DOCUMENT SEGMENT:
+++

Correct, net water rate. The real world losses vary too much with load to work out untill the design is closer to finalization so I'm just allowing 5% for friction and a 5% loss in work produced during expansion which ends up as extra heat at the end of expansion. Same in reverse for recompression.

Again though, if a compound doesn't have such a small transfer port volume between stages to allow full second stage recompression as mine does, or another compensating mechanism such as Andys does with additional steam between stages, there is little hope of bettering single stage efficiency.

Without second stage recompression as well as first stage the compounds efficiency falls apart at anything much less than full power.

As far as costs and scope of project imagine designing and building a modern diesel engine from scratch, without much usable prior art to go on other than what was being done in 1910. Of course I guess you of all people don't have to imagine that too hard. LOL The costs or producing a finished product will go down as the engine advances from prototypes to an on the road product. Right now it's just get something to put on the test bench, prove the thing out and make it work reliably.

A modern diesel engine that gets the perported 40% efficiency starts with 56% theoretical thermodynamic efficiency, thats 71% of its theoretical. That fits in somewhere.

I am hoping that from the design there are a lot of offshoots that may be valuable in themselves. I think the cam system will work well for most steam engines, it should be about the fastest reliable mechanical poppet valve system, the crank box will be great for compressors especially those great big ones with cross heads and possibly diesel engines, and the Joule cycle side is a totally different engine on its own.

By the way, the Joule cycle shares the second stage double acting pistons so mechanical losses from having a second stage are minimised.

Anyway ain't gonna quit.

Thanks for the tip about Ceradine, It amazes me how some companies hate little people developing uses for their products. Won't mortgage the house for them.

+++

TASKS TO CARRY OUT:
- A) In the steam engine passage, why does the writer use flat 5% allowances for friction and expansion losses instead of working out the actual losses?
- B) From the steam engine passage, extract the text between "Correct, net water" and "reverse for recompression.", inclusive.
- C) Answer these from the steam engine passage:
(i) What percentage does the writer allow for friction?
(ii) What theoretical thermodynamic efficiency does a modern diesel engine start with?
(iii) What does the Joule cycle share with the second stage?

DATA SHOWN:
+++

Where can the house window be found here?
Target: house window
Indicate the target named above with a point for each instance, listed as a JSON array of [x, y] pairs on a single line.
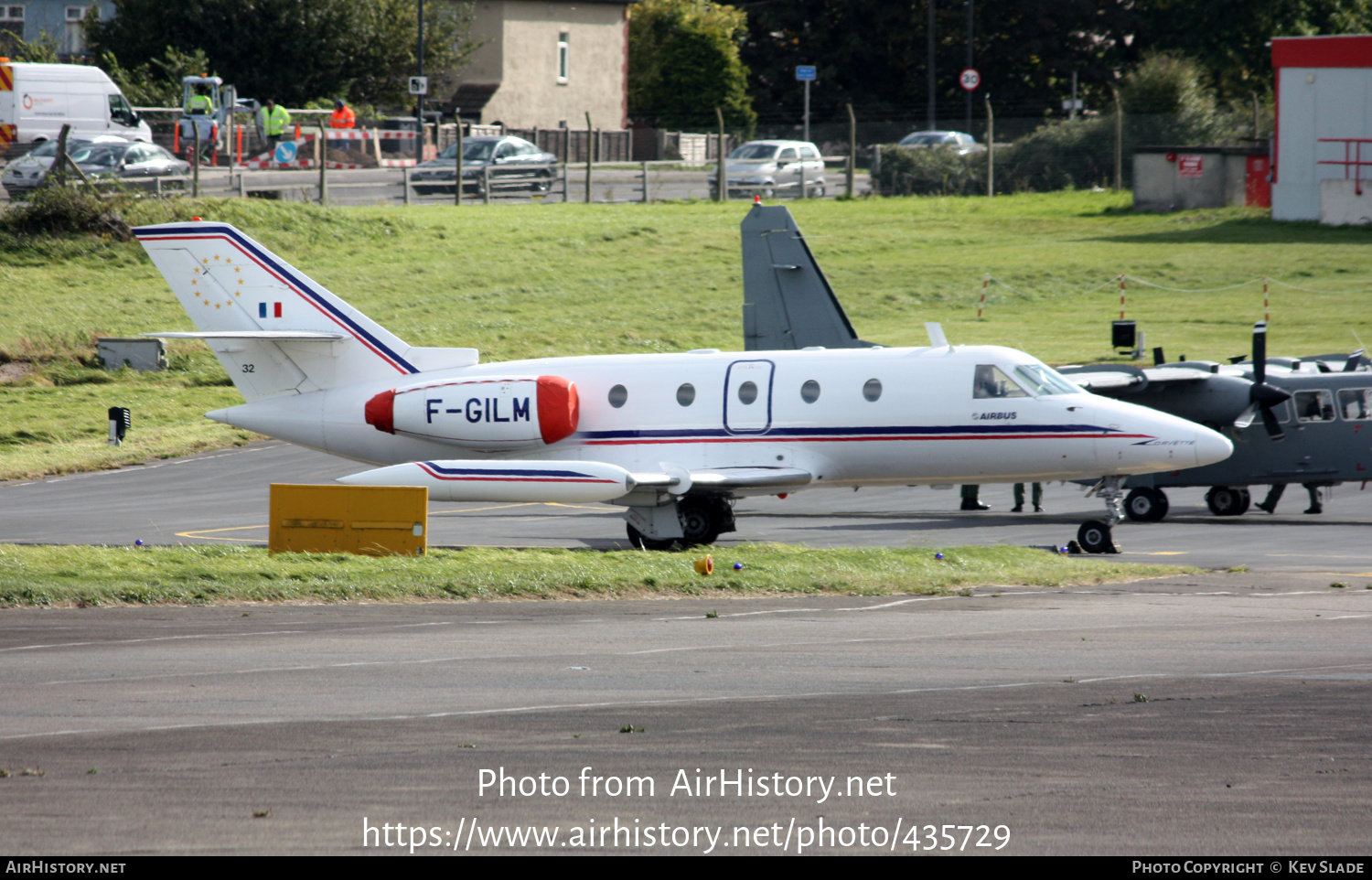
[[74, 40], [11, 19]]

+++

ANSWERS:
- A) Real-world losses vary too much with load to work out until the design is closer to finalization. So for now the writer allows 5% for friction and a 5% loss in work produced during expansion, and the same in reverse for recompression.

- B)
Correct, net water rate. The real world losses vary too much with load to work out untill the design is closer to finalization so I'm just allowing 5% for friction and a 5% loss in work produced during expansion which ends up as extra heat at the end of expansion. Same in reverse for recompression.

- C)
(i) 5%
(ii) 56%
(iii) The second stage double acting pistons